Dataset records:
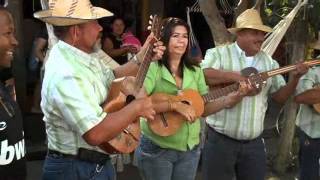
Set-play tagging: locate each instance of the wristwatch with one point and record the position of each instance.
(135, 60)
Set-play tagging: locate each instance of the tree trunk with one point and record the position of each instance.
(18, 66)
(218, 29)
(298, 39)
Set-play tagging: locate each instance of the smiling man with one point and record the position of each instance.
(12, 146)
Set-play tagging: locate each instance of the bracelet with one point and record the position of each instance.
(135, 60)
(169, 105)
(224, 103)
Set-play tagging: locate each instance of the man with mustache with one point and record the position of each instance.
(234, 147)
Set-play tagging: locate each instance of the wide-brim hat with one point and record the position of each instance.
(249, 19)
(71, 12)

• Work to be completed:
Turn every line of all the items above into a single numbered list, skipping blank lines and leaving out the pictures.

• Response to the exercise:
1. Set-play tagging: locate each instance of the wristwatch with one point and record the position of each instance.
2. (135, 60)
3. Set-play tagging: locate each instance of the tree trunk with one point and record the position of each instance.
4. (18, 66)
5. (218, 29)
6. (298, 39)
7. Set-play tagging: locate each instance of the smiling man with one point and record the position of each instance.
8. (12, 146)
9. Set-play tagging: locate each instance of the bracelet with one point and record the position of each instance.
10. (135, 60)
11. (169, 105)
12. (224, 103)
13. Set-play tagging: locate each instance of the man with mustache with one point and record the position of each instance.
14. (234, 147)
15. Set-play tagging: locate each instance of the wide-brim hat with one point and record the position of each instance.
16. (249, 19)
17. (71, 12)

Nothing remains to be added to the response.